▶ TEXTE À LIRE:

—————

RAPPORT
AU MARÉCHAL DE FRANCE
CHEF DE L'ÉTAT FRANÇAIS
Vichy le 8 avril 1942
Monsieur le Maréchal,
Aux termes de l'article 13 de la loi du 1er juillet
1901, aucune congrégation ne peut se former sans être autorisée
par une loi; la création de tout nouvel établissement
doit être approuvée par un décret en conseil d'État;
enfin, la dissolution d'une congrégation peut être prononcée
par un décret rendu en conseil des ministres.
L'expérience a condamné ce texte:
en effet, les demandes d'autorisation présentées par les
ordres religieux furent systématiquement rejetées par le
Parlement et si, à partir de 1914, une tolérance de fait
s'institua, les congrégations ne bénéficiaient que
d'une existence précaire.

—————

▶ CONSIGNE ÉCRITE 1:
Répondez aux questions suivantes sur le rapport.
(a) Quelle date est indiquée en tête du rapport ?
(b) Quel article de quelle loi exige qu'une congrégation soit autorisée par une loi pour se former ?
(c) À partir de quelle année une tolérance de fait s'est-elle instituée ?
▶ CONSIGNE ÉCRITE 2: Substituez « incertaine » à « précaire » dans tout ce qui va de « L'expérience a condamné » jusqu'à « d'une existence précaire. » du rapport. Donnez le passage ainsi modifié.

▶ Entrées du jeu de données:
—————

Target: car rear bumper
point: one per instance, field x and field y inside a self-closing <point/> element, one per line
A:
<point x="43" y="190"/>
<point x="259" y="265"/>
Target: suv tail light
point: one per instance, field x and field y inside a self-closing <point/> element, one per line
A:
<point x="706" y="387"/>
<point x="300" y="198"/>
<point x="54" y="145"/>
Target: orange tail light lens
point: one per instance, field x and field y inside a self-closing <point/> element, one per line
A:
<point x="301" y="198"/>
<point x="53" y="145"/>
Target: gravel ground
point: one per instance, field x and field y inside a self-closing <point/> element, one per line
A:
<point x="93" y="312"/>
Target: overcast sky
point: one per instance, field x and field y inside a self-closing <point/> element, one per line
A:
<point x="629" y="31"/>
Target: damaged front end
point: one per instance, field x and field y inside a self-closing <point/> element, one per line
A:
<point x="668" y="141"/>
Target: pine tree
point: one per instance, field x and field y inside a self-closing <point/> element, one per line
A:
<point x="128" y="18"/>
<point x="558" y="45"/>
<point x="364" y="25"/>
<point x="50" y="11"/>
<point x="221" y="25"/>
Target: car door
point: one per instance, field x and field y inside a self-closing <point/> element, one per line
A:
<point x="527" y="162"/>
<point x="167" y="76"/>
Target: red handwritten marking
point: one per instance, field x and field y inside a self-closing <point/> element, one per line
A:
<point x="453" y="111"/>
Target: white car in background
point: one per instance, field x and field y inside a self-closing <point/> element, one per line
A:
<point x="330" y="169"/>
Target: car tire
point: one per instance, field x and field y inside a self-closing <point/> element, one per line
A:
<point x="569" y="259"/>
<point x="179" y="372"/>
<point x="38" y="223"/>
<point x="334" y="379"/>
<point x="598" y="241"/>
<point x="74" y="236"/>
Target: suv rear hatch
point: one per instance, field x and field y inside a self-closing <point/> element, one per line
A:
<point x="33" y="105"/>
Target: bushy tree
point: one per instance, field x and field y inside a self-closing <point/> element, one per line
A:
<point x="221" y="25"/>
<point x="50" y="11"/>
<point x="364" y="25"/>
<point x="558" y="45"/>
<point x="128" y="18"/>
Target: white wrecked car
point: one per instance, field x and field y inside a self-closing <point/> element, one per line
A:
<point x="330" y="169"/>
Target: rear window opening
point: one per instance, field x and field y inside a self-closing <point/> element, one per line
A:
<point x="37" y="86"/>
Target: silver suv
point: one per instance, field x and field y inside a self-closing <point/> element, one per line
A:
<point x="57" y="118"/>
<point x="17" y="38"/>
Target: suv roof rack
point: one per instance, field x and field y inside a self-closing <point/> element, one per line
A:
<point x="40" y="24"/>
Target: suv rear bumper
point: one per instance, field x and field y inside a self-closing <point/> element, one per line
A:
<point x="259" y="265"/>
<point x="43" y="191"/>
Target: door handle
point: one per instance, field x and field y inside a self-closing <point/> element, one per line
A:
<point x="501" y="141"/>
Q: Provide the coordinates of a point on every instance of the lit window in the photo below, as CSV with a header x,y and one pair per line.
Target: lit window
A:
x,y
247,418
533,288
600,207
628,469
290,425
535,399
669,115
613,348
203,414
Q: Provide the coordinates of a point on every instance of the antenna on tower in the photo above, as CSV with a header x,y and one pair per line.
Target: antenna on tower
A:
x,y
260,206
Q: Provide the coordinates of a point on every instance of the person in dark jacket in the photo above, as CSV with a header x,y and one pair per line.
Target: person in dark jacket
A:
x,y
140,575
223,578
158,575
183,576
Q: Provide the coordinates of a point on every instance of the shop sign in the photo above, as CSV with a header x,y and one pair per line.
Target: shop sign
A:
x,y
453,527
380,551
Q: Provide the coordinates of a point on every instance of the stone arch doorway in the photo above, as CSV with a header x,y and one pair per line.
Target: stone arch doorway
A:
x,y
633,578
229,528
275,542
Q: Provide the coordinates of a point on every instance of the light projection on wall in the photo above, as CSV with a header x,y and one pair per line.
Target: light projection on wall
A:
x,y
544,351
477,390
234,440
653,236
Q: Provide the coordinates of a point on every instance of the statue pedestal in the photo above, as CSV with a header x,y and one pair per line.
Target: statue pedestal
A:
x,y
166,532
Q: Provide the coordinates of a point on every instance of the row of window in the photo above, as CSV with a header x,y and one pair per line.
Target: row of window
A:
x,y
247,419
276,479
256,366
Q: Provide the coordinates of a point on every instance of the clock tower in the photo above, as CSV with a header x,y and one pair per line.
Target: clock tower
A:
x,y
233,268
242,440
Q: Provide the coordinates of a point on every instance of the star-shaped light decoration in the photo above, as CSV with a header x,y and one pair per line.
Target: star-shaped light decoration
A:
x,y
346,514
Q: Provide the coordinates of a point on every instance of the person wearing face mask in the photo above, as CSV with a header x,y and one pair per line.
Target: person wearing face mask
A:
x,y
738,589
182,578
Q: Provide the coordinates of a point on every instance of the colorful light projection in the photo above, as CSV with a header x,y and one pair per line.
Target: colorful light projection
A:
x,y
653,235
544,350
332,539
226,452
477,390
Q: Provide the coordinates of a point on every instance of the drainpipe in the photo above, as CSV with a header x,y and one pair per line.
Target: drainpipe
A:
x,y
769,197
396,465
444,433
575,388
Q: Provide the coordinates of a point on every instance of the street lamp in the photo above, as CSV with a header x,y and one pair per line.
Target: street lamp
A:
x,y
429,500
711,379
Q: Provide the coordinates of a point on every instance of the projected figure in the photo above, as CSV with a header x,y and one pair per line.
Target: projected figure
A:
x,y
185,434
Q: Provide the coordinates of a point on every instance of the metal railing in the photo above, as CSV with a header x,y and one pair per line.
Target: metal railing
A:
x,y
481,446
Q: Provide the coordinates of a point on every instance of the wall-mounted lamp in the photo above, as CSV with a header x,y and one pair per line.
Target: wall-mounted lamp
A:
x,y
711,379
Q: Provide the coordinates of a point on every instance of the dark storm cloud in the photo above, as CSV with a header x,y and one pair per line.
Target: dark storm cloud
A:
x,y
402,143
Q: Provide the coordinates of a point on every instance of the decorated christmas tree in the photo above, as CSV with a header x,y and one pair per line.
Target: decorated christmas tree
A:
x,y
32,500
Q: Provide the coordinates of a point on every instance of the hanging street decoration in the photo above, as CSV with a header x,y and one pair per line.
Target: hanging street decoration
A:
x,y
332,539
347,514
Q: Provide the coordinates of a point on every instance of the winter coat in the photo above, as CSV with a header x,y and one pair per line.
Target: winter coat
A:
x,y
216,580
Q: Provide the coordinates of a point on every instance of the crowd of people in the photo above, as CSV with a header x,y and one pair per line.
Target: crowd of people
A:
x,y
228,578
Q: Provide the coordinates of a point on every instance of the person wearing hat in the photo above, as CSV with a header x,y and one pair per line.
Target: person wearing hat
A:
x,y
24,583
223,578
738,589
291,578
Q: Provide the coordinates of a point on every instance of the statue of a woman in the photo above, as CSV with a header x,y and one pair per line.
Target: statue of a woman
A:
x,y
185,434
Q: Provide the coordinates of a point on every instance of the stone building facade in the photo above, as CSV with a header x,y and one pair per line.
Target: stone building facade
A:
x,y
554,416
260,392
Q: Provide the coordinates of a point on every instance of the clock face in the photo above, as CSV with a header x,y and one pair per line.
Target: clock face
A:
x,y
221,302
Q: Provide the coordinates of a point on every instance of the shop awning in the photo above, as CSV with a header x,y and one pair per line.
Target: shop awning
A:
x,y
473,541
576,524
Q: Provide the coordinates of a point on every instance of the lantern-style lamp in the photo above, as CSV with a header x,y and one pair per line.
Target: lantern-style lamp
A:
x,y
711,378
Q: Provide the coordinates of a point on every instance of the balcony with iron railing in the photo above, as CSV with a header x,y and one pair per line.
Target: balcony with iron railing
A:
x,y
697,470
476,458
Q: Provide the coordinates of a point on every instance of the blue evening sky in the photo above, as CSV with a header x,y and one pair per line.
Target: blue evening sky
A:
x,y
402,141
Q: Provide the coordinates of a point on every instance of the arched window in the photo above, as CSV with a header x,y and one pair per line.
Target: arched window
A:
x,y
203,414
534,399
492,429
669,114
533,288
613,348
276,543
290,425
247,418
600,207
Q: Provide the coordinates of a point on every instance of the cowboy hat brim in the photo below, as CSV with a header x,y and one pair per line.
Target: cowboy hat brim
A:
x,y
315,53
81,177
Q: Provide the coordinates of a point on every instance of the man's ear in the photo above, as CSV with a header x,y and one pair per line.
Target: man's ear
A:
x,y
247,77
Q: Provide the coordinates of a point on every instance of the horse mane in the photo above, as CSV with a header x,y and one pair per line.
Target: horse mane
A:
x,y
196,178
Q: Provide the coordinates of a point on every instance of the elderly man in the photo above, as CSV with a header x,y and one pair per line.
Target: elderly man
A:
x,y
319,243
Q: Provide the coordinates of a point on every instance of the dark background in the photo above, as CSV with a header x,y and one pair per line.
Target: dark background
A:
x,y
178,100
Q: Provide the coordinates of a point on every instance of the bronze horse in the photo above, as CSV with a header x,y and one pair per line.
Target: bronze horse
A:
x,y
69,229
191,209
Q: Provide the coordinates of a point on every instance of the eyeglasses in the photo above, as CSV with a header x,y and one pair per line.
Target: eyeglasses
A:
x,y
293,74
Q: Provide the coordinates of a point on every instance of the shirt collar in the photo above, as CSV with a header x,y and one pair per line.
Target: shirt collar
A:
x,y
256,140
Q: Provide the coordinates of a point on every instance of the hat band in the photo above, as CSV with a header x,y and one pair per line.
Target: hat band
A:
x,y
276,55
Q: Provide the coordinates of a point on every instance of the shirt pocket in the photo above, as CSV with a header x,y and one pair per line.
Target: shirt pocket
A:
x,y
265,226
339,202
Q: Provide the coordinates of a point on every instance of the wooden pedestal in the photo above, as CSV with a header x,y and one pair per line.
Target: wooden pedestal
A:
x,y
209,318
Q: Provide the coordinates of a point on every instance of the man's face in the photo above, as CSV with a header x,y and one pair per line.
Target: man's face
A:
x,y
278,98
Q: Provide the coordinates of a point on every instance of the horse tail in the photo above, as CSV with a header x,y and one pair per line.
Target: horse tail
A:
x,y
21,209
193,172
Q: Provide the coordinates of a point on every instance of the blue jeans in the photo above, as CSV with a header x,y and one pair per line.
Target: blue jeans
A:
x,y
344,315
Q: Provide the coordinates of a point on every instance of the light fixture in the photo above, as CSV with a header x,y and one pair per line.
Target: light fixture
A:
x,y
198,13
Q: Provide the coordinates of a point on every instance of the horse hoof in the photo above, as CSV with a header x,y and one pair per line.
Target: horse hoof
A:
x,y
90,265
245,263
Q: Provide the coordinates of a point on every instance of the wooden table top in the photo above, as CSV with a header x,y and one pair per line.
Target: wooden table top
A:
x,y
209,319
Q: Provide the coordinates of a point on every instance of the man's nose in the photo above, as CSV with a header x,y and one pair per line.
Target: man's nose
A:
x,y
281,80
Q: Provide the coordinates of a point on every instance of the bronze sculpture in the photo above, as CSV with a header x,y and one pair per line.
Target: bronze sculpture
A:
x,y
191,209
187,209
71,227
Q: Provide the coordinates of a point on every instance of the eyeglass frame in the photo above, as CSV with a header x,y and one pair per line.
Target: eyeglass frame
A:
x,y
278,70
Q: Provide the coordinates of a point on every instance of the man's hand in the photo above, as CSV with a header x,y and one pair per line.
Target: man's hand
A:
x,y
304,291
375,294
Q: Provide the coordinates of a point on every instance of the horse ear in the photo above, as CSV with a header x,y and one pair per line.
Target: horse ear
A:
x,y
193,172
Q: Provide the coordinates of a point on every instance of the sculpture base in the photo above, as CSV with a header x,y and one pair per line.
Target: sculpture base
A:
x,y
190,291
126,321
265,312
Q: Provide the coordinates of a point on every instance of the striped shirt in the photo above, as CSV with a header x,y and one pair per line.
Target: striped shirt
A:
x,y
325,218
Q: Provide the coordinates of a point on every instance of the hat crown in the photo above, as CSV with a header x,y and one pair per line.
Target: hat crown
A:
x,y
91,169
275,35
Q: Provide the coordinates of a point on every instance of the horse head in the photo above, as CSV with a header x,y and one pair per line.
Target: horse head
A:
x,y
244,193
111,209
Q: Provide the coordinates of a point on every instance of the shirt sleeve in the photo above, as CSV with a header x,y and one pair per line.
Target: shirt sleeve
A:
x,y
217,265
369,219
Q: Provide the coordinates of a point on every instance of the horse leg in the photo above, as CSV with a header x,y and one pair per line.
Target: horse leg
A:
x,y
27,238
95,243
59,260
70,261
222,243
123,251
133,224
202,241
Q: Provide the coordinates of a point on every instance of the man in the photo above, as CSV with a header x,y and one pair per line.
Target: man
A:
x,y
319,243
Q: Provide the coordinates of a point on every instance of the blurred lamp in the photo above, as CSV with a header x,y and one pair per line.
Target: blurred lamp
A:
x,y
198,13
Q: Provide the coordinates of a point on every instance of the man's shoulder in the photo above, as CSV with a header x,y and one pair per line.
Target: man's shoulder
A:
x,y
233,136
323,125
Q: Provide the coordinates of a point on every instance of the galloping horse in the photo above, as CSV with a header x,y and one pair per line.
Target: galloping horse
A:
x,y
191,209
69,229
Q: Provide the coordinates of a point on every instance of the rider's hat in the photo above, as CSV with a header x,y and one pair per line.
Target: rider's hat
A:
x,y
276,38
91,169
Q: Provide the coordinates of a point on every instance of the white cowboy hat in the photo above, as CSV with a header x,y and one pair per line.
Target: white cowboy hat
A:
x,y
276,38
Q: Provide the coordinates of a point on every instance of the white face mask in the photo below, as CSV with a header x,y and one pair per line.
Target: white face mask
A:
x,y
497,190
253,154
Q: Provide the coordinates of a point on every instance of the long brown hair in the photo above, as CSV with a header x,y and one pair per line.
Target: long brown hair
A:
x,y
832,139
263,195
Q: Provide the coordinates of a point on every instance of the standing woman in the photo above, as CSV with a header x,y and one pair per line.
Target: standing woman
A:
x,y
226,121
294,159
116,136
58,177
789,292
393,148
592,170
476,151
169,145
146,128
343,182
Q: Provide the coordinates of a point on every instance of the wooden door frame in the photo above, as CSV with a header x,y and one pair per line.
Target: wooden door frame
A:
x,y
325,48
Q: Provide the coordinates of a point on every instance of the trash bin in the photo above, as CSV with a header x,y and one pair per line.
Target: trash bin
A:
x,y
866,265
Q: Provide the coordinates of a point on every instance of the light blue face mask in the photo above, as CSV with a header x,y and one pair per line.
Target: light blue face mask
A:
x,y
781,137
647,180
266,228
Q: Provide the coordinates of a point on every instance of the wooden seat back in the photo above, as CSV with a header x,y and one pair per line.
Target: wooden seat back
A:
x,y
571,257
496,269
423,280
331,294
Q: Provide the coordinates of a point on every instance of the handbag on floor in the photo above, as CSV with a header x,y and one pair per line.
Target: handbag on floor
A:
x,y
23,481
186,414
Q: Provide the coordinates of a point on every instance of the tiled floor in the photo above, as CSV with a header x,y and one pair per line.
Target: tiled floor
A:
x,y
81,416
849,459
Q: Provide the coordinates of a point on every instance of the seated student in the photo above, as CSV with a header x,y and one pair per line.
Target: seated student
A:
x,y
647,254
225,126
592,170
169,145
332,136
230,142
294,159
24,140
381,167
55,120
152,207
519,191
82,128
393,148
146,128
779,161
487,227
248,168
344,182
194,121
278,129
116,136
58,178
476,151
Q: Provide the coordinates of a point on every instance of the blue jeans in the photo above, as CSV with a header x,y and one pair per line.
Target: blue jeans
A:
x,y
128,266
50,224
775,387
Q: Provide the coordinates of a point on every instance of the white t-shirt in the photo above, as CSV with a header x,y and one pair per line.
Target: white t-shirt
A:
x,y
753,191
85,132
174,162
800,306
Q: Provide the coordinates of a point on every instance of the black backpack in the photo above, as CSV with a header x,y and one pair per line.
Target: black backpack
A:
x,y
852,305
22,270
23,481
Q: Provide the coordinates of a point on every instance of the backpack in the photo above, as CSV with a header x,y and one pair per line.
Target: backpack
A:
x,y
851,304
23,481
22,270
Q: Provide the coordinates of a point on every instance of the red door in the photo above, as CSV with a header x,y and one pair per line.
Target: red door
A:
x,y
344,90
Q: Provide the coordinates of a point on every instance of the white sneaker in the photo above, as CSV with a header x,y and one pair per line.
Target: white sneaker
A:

—————

▶ RÉPONSE COMPLÈTE 1:
(a) Le 8 avril 1942.
(b) L'article 13 de la loi du 1er juillet 1901.
(c) 1914.

▶ RÉPONSE COMPLÈTE 2:
L'expérience a condamné ce texte:
en effet, les demandes d'autorisation présentées par les
ordres religieux furent systématiquement rejetées par le
Parlement et si, à partir de 1914, une tolérance de fait
s'institua, les congrégations ne bénéficiaient que
d'une existence incertaine.